Désengagement des écrivains qui se sentent floués et, entre autres, réclament un salaire, ce qui a aussi une répercussion sur les œuvres qui ne sont plus centrées sur le Québec : « Pourquoi s'indigner devant les revendications des artistes qui réclament aujourd'hui un salaire? Aussi longtemps qu'ils ont servi une cause que la collectivité semblait partager et soutenir, les artistes ne réclamaient rien pour eux-mêmes. Le jour où ils ont eu le sentiment d'être floués, que leur travail ne servait qu'à enrichir les épiciers de la culture, ils ont réclamé leurs gages. Qui dira le nombre d'exemplaires de tel roman ou de tel essai philosophique envoyés au pilon ou soldés alors que l'éditeur avait touché sa prime du Conseil des Arts? Pourquoi appeler «droit d'auteur» une loi qui protège en fait les intérêts des entrepreneurs? Pourquoi les artistes ne se constitueraient pas en syndicat et en groupe de pression pour réclamer leur part de l'assiette fiscale? On comprend pourquoi l'auteur abandonne progressivement l'étiquette nationale pour faire valoir tout simplement ses droits de citoyen. Il s'agit d'assumer l'art, la littérature, comme une pratique autonome sans attache politique ni devoir patriotique. L'économie et le lieu de travail deviennent les dénominateurs communs du rassemblement. Débarrassés de cette illusion prolongée suivant laquelle les intérêts de l'artiste coïncident avec ceux d'un parti ou d'une collectivité, les écrivains écrivent. Ce changement progressif de stratégie se répercute en surface dans les titres, les personnages et les lieux des récits qui ne véhiculent plus nécessairement les signes de la québécité. Sous la pression combinée des événements et des visées commerciales des éditeurs, on préfère les signes et les mythes de l'américanité, les grandes sagas exotiques et les drames personnels. Le roman qui s'alimente à la rumeur publique, se pare des prestiges du voyage et de l'actualité. Tremblay déménage à Outremont qui pourrait être une banlieue de San Francisco, Pierre Nepveu nous transporte à Vancouver, et un jeune écrivain, Sylvain Trudel, se laisse porter par le souffle de l'Harmattan, qui, comme chacun sait, est un vent d'Afrique occidentale. » (189, je souligne)

Lot d'enregistrements:
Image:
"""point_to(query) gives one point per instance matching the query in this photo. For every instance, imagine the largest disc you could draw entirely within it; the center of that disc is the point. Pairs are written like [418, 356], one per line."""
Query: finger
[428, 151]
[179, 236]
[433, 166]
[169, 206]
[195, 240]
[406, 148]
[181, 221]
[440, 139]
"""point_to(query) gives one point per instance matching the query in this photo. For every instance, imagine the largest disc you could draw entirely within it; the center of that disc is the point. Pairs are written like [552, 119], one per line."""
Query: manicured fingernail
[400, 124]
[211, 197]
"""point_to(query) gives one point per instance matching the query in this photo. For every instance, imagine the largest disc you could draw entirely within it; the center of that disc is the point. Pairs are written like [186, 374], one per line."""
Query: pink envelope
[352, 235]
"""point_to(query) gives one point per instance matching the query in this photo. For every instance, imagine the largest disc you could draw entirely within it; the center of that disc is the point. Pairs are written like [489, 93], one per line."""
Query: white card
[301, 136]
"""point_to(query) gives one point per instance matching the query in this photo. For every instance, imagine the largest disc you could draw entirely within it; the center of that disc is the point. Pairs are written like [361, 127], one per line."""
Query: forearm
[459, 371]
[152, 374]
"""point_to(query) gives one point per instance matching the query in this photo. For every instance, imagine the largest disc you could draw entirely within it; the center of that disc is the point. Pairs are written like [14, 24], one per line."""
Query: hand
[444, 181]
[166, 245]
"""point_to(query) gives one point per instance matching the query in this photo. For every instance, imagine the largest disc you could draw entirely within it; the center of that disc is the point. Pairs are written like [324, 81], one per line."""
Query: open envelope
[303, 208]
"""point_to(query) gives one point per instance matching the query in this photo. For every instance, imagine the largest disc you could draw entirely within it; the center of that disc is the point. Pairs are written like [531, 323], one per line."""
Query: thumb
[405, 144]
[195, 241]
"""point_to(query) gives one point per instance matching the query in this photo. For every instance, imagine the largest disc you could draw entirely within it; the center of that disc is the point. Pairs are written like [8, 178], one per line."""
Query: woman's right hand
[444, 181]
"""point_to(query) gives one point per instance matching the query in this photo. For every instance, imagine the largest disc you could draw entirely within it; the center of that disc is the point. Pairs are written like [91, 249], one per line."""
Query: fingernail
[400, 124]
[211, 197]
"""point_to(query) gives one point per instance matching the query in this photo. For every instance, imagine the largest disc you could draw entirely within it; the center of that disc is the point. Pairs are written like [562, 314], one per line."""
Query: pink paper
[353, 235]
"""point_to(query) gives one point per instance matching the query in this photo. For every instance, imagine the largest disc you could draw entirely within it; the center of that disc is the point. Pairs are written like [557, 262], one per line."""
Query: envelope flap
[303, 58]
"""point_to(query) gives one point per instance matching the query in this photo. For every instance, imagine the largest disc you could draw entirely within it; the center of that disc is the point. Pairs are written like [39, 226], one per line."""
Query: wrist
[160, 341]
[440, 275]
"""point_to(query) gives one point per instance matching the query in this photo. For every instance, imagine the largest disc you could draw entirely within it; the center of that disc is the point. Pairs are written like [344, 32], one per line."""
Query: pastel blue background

Consigne écrite 1: Pour chaque affirmation, dites si elle s'accorde avec l'extrait sur les écrivains québécois en répondant oui ou non et en citant les mots décisifs du texte. (a) Quand ils servaient une cause que la collectivité semblait partager, les artistes réclamaient un salaire. (b) Pierre Nepveu emmène le lecteur à Vancouver. (c) L'Harmattan est un vent d'Afrique occidentale.
Consigne écrite 2: Écrivez la suite de l'extrait sur les écrivains québécois et leurs revendications, à partir de sa dernière phrase.
Ces enregistrements viennent d'une autre source.

Réponse attendue 1:
(a) Non : « les artistes ne réclamaient rien pour eux-mêmes ».
(b) Oui : « Pierre Nepveu nous transporte à Vancouver ».
(c) Oui : « l'Harmattan, qui, comme chacun sait, est un vent d'Afrique occidentale ».

Réponse attendue 2:
o Allan Walsh, « Le roman historique : une lecture ‘nourrissante’ ? », Voix et Images, vol. XIII, no 3 (39), printemps 1988, p. 499-503.

Sur le renouveau populaire du roman historique. Se demande s’il possède une véritable valeur esthétique. Décline 3 romans qui ont trois rapports différents avec la littérature et l’histoire.

Élection de certaines œuvres ou certains écrivains : Non, cependant, on sent déjà, dans la réception immédiate, qu’elles sont les œuvres plus fortes (ex : Le souffle de l’Harmattan, La rage de Louis Hamelin, les romans de Jacques Poulin, Le désert mauve, Vamp, etc.). Certains romans, jugés très bons, passent toutefois à la trappe de l’histoire littéraire… Je pense au Festin de pierre de Jacques Folch-Ribas.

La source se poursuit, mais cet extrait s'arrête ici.